▶ **TEXT BLOCK**
((
I've seen video interviews with Eldridge Cleaver from years later, and you know what? He tuned into a Republican. Not just a former Marxist, but an actual Reagan guy. You can hear the regret in his voice when he talks about his past beliefs. Huey Newton, later in life, wasn't as revolutionary either. By the time you see him in later interviews, he's in a suit, speaking in a way that makes it clear—even he saw the mistakes of the movement he co-founded.
And that's what makes me want to read Don Cox's book. I want to know how people evolve in their thinking. Because if you look at almost any revolutionary movement, you start to notice the same pattern: in the beginning, it's all about the mission, the cause, the fight. But over time you get mission creep. Thing morphs into something else. It becomes a cult of personality. It becomes about power. And eventually, the disillusionment sets in.
By January 1969, the Black Panther Party had chapters all over the country. They had momentum. But here's the thing—outside of the Free Huey campaign, they didn't actually have a plan. They hit the books, trying to learn Marxism-Leninism so they could figure out what to do next. And that's where it all started to unravel.
The first book they studied? Joseph Stalin's The Foundations of Leninism. Yeah. They used Stalin to structure their movement. And the lesson they took from it? The Party had to come first. Loyalty to the Party was everything. Not about the community. Not even the revolution. Just the Party. It's almost like that today with the party in power in Washington today.
And that's how you get cults of personality. Huey Newton became the voice of the movement. His word became law. The Party turned insular. Power was consolidated at the top. And anyone who questioned it? They were purged.
Cox later admitted that they didn't question it at the time because they didn't know what else to do. They weren't political strategists. They were young, angry, and desperate for change. And in that desperation, they built something that eventually destroyed itself.
That's what happens in every revolution. The leaders become gods. The movement turns inward. The revolution starts eating itself. And when it all collapses, the people who survive are left wondering how they ever believed in it in the first place.
Blaming COINTELPRO for the Panthers' collapse is convenient, but as Cox said, the biggest damage was self-inflicted. The actual Huey Newton couldn't survive the idealized version of himself that they had created.
And that's why I want to read Cox's book—to see that evolution. I want to know what it feels like to go from believing in the revolution to watching it fall apart.
Because it always falls apart.
Clayton Craddock is a devoted father of two, an accomplished musician, and a thought-provoker dedicated to Socratic questioning, challenging the status quo, and encouraging a deeper contemplation on various issues. Subscribe to Think Things Through HERE, and for inquiries and to connect, email him here: Clayton@claytoncraddock.com.
"...that's why I want to read Cox's book—to see that evolution. I want to know what it feels like to go from believing in the revolution to watching it fall apart.
Because it always falls apart."
))
▶ **RECORDS FOR THE EXERCISE**
((
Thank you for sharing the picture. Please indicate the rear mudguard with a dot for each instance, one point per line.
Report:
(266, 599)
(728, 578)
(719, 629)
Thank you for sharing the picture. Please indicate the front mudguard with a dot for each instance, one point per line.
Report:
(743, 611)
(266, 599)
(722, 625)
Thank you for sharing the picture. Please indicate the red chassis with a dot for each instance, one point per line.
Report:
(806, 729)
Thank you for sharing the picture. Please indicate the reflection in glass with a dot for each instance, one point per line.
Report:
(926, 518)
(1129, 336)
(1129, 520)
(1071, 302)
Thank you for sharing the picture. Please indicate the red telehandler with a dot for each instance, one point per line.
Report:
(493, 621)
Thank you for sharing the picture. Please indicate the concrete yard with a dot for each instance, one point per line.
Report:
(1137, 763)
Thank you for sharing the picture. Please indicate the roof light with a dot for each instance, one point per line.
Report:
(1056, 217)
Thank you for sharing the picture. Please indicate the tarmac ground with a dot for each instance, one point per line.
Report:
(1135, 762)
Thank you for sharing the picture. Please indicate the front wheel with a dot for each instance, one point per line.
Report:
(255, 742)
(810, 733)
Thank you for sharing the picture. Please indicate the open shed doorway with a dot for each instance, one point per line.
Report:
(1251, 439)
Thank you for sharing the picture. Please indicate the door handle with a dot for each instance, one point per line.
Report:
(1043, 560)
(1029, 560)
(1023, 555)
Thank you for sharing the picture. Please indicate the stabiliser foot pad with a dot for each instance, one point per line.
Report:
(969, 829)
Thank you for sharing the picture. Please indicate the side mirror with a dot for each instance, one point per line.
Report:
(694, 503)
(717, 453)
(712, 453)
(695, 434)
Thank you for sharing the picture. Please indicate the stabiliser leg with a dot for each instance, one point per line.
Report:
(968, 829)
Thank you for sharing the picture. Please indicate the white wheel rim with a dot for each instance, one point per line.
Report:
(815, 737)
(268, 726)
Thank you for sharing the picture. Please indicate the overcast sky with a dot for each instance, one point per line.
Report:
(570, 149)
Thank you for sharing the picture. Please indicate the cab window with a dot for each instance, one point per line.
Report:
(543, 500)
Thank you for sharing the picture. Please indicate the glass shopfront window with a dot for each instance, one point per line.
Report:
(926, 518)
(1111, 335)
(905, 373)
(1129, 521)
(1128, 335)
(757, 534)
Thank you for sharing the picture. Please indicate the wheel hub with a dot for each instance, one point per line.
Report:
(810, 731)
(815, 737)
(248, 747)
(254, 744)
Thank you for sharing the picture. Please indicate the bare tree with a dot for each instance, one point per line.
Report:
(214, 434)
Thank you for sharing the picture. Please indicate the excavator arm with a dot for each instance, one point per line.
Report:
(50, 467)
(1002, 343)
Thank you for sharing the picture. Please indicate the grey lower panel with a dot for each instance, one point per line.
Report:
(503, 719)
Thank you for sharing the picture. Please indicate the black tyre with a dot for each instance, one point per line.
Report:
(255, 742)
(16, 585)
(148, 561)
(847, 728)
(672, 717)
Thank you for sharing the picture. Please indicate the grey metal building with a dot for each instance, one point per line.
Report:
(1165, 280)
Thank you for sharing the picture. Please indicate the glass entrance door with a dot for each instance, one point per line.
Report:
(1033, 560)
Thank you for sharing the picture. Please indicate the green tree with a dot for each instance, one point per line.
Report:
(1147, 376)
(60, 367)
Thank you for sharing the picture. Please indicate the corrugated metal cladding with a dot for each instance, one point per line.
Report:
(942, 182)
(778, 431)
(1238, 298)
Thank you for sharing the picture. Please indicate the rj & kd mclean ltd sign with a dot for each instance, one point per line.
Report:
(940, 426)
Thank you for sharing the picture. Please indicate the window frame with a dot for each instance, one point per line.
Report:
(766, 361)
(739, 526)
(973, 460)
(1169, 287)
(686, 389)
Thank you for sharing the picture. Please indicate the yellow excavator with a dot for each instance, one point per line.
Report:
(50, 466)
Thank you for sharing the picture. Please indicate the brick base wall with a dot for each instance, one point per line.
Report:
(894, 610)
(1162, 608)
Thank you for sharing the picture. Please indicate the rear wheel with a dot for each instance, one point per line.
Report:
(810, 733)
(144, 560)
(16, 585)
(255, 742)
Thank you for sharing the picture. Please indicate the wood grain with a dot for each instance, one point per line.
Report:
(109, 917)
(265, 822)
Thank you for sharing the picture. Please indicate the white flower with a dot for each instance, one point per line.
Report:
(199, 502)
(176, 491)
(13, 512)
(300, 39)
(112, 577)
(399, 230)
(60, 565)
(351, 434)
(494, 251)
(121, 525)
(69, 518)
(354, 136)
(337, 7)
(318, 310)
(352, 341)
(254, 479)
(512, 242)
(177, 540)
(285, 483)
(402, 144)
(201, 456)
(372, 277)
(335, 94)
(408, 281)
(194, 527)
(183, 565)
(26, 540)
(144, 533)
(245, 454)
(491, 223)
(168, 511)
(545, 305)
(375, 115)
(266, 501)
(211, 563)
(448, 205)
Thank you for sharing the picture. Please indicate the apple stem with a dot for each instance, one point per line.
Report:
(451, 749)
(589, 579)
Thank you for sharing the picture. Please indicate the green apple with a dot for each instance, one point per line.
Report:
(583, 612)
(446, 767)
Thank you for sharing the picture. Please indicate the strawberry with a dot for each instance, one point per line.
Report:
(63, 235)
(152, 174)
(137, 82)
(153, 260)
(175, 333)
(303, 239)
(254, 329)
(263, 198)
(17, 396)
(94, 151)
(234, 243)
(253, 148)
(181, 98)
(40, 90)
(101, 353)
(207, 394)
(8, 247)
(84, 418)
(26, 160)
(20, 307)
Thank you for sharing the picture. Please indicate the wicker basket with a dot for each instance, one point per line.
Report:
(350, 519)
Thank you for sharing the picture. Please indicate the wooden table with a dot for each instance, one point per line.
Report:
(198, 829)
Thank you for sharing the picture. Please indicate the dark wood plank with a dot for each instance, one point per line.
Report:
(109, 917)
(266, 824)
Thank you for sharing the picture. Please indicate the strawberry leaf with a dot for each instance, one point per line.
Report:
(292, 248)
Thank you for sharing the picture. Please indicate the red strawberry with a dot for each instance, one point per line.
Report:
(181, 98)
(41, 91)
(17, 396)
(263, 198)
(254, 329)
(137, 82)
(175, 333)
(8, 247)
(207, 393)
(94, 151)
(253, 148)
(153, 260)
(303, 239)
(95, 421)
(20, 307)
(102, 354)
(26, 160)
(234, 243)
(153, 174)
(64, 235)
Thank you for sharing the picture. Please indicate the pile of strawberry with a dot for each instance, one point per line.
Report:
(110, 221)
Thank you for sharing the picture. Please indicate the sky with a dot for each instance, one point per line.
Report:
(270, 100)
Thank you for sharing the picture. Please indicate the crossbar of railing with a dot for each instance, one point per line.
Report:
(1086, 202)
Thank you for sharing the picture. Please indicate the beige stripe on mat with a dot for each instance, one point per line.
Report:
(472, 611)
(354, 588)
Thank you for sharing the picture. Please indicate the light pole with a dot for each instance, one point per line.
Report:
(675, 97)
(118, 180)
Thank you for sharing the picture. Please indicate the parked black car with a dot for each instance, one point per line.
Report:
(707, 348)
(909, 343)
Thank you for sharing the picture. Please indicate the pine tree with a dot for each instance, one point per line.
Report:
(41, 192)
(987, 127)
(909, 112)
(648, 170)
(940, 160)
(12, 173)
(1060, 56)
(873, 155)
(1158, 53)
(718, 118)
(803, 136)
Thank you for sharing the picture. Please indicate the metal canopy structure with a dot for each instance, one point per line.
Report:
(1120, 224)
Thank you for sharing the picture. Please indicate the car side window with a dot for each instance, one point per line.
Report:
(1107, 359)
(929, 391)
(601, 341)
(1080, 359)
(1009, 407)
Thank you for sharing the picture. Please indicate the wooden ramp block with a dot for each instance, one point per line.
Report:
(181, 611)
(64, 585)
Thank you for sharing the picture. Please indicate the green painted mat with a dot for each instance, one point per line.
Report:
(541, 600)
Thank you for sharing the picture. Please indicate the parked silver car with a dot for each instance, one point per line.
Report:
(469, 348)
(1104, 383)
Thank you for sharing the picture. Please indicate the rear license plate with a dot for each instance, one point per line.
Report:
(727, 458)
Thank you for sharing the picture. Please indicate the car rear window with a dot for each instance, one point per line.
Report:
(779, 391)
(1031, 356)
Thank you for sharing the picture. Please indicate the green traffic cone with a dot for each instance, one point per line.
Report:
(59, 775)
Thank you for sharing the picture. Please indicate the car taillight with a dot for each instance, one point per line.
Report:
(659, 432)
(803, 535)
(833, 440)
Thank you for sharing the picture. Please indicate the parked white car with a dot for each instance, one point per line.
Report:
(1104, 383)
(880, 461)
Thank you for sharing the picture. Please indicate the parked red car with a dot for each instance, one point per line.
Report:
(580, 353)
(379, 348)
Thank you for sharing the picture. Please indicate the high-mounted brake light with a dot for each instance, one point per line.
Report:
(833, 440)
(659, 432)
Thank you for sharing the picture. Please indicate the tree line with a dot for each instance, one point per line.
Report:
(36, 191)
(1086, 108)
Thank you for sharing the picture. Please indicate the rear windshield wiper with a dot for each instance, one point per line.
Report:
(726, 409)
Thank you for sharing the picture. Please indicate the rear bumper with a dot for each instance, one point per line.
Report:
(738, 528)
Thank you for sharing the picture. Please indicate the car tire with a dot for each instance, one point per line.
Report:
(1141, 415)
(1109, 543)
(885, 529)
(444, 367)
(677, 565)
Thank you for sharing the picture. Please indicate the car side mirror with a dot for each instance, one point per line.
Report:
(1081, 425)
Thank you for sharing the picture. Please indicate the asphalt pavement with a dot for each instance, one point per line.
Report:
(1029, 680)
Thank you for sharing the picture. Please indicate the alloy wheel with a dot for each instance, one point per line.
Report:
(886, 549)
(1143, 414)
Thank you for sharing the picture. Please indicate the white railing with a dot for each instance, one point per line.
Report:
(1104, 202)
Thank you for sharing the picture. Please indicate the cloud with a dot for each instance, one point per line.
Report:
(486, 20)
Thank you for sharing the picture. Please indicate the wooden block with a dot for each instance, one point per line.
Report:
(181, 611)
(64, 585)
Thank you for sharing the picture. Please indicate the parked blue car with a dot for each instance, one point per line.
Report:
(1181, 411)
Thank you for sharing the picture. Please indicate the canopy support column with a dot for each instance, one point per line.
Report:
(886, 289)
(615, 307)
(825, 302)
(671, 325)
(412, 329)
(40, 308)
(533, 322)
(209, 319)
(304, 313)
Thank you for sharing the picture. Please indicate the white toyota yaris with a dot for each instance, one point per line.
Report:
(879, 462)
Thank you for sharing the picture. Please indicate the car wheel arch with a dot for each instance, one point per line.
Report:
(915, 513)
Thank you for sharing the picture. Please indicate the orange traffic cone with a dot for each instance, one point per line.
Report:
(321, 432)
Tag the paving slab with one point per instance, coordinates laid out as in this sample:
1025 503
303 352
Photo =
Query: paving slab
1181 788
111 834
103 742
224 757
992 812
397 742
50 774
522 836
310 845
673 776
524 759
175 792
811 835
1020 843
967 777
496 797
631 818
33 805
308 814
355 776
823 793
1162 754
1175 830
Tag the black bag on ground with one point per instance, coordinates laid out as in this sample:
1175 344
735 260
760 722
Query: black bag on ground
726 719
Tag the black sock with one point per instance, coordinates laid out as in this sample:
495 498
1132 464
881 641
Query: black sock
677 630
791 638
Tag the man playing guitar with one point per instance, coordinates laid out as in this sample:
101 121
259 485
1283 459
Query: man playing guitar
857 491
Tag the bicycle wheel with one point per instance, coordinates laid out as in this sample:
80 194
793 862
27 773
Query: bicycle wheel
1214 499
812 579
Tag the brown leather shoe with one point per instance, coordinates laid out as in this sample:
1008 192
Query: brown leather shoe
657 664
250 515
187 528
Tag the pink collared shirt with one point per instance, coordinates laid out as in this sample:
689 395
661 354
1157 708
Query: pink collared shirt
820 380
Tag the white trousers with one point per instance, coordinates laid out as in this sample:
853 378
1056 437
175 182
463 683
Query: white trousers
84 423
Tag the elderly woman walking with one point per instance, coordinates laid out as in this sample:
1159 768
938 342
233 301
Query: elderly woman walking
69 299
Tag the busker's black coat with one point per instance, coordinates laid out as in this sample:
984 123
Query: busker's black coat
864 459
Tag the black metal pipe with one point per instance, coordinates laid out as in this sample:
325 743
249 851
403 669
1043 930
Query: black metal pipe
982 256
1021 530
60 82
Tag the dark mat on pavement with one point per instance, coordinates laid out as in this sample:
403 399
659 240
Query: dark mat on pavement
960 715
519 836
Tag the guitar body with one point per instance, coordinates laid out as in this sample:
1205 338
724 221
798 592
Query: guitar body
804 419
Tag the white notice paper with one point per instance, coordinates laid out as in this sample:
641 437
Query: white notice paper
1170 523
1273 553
))
▶ **EXERCISE REQUIREMENTS**
1. Return the Panther essay word for word, from "Blaming COINTELPRO for" down to "him here: Clayton@claytoncraddock.com.".
2. Retype the entries exactly, from the line containing "Tag the bicycle" down to the final line of the entries, with both of those lines included.
The Panther essay and the entries have nothing to do with each other.

▶ **EXPECTED OUTPUTS**
1.
Blaming COINTELPRO for the Panthers' collapse is convenient, but as Cox said, the biggest damage was self-inflicted. The actual Huey Newton couldn't survive the idealized version of himself that they had created.
And that's why I want to read Cox's book—to see that evolution. I want to know what it feels like to go from believing in the revolution to watching it fall apart.
Because it always falls apart.
Clayton Craddock is a devoted father of two, an accomplished musician, and a thought-provoker dedicated to Socratic questioning, challenging the status quo, and encouraging a deeper contemplation on various issues. Subscribe to Think Things Through HERE, and for inquiries and to connect, email him here: Clayton@claytoncraddock.com.

2.
Tag the bicycle wheel with one point per instance, coordinates laid out as in this sample:
80 194
793 862
27 773
Query: bicycle wheel
1214 499
812 579
Tag the brown leather shoe with one point per instance, coordinates laid out as in this sample:
1008 192
Query: brown leather shoe
657 664
250 515
187 528
Tag the pink collared shirt with one point per instance, coordinates laid out as in this sample:
689 395
661 354
1157 708
Query: pink collared shirt
820 380
Tag the white trousers with one point per instance, coordinates laid out as in this sample:
853 378
1056 437
175 182
463 683
Query: white trousers
84 423
Tag the elderly woman walking with one point per instance, coordinates laid out as in this sample:
1159 768
938 342
233 301
Query: elderly woman walking
69 299
Tag the busker's black coat with one point per instance, coordinates laid out as in this sample:
984 123
Query: busker's black coat
864 459
Tag the black metal pipe with one point per instance, coordinates laid out as in this sample:
325 743
249 851
403 669
1043 930
Query: black metal pipe
982 256
1021 530
60 82
Tag the dark mat on pavement with one point per instance, coordinates laid out as in this sample:
403 399
659 240
Query: dark mat on pavement
960 715
519 836
Tag the guitar body with one point per instance, coordinates laid out as in this sample:
1205 338
724 221
798 592
Query: guitar body
804 419
Tag the white notice paper with one point per instance, coordinates laid out as in this sample:
641 437
Query: white notice paper
1170 523
1273 553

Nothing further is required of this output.